TEXT SHOWN:
────
In 2006, Guez began working on his Palestinian archival project. Using photographs from the first half of the 20th century, the images also depict Guez's family from Jaffa and Lydda. After completing his studies, he exhibited solo exhibitions at the Petah Tikva Museum of Art (2009) and at the Tel Aviv Museum of Art (2011). The two exhibitions dealt with the ramifications of the 1948 war on the Palestinian minority in Israel.

Guez serves as the head of the MA in Fine Art program at Bezalel Academy of Arts and Design. On the occasion of Guez's solo exhibition at The ICA London in collaboration with the A. M. Qattan Foundation, Guez was described as "a leading critical and artistic voice from the Middle East". Guez received his PhD in 2014.

Guez's work has been displayed in over thirty solo exhibitions worldwide; MAN Museum, Nuoro (2018); DEPO, Istanbul (2017); the Museum for Islamic Art, Jerusalem (2017); the Museum of Contemporary Art, Detroit (2016); the Institute of Contemporary Arts, London (2015); the Center for Contemporary Art, Tel Aviv (2015); the Rose Art Museum, Brandeis University, Massachusetts (2013); Artpace, San Antonio (2013); the Mosaic Rooms, Centre for Contemporary Arab Culture & Art, London (2013); the KW Institute for Contemporary Art, Berlin (2010); and Petah Tikva Museum of Art, (2009). He has participated in group exhibitions at MODEM Museum (2018); The Arab World Institute (2017); the Buenos Aires Museum of Modern Art (2016); the North Coast Art Triennial, Denmark (2016); Weatherspoon Art Museum, Greensboro, North Carolina (2015); the 17th, 18th, and 19th International Contemporary Art Festival Videobrasil, São Paulo (2011, 2013, 2015); the 8th Berlin Biennial for Contemporary Art (2014); Cleveland Institute of Art (2014); Triennale Museum, Milan (2014); Centre of Contemporary Art, Torun (2014); Tokyo Metropolitan Museum of Photography (2014); MAXXI Museum, Rome (2013); Palais de Tokyo, Paris (2012); the 12th Istanbul Biennial (2011); and the Museum of Modern Art, Ljubljana (2010).
────
YOUR INSTRUCTIONS: Pick up the account of Guez's career and exhibitions where it stops, continuing after its final sentence.

DATASET CONTENT:
────
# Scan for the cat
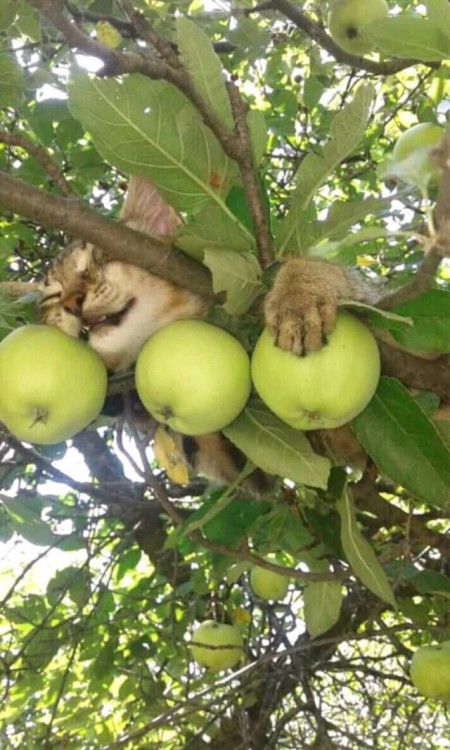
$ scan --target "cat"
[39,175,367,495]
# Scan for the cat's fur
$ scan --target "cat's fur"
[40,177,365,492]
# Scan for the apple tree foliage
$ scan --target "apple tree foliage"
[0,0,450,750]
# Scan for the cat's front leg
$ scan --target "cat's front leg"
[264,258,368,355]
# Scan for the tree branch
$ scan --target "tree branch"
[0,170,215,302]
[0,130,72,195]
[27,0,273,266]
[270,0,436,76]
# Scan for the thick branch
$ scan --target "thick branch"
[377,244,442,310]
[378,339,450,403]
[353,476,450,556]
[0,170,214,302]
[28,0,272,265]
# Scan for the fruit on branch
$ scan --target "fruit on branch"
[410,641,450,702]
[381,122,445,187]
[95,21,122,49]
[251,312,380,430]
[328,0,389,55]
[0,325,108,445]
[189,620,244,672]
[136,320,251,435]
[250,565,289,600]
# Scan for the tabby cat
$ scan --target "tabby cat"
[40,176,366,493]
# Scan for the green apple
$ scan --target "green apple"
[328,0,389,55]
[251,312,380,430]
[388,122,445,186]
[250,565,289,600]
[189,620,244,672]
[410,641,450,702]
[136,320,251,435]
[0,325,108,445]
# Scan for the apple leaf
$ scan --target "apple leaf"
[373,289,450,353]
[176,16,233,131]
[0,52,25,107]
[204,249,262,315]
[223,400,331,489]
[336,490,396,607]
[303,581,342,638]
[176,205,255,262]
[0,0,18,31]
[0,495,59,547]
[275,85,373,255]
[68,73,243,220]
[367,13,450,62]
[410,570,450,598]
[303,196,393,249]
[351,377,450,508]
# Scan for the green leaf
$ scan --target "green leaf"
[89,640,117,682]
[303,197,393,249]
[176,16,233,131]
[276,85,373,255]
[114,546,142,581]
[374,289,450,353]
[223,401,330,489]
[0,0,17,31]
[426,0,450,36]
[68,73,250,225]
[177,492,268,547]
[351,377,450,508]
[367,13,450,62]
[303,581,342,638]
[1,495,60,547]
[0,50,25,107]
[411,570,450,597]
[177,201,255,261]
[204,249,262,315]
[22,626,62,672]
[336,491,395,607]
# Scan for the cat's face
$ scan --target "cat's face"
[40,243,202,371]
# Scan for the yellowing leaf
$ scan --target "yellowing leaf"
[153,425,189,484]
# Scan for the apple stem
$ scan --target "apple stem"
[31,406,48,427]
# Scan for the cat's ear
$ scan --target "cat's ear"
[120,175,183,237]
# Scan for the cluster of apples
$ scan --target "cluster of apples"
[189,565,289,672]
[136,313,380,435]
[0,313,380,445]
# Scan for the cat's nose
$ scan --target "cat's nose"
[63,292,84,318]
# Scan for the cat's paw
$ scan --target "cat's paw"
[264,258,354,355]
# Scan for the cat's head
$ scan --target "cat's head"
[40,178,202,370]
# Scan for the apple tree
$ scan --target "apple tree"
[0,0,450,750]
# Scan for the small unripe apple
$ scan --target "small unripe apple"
────
OUTPUT FOR THIS EXERCISE:
== Private life ==
Dor Guez is openly gay. He is married to the American stylist Darnell Ross. The couple has a daughter and a son. Guez lives and works in Jaffa and New York City.

==Published works==
- Dor Guez: The Sick Man of Europe: The Architect, Museum of Contemporary Art Detroit, Texts by: Chelsea Haines, Kamal P. and Dor Guez, MOCAD, Detroit, 2015.
- Dor Guez: The Sick Man of Europe: The Painter, ICA London, Texts by: Achim Borchardt-Hume, D.Guez and Dor Guez, Published by: A. M. Qattan Foundation and ICA, London, 2015.
- Dor Guez: 40 Days, The Mosaic Rooms, Texts by: Omar al-Qattan, Mitra Abbaspour, and Dor Guez, Published by: Al-Qattan Foundation, Contemporary Culture from the Arab World, 2013.
- Dor Guez: 100 Steps to the Mediterranean, The Rose Art Museum, Texts by: Samir Srouji, Gannit Ankori, Dabney Hailey, and Dor Guez, Published by: New England Press, 2012.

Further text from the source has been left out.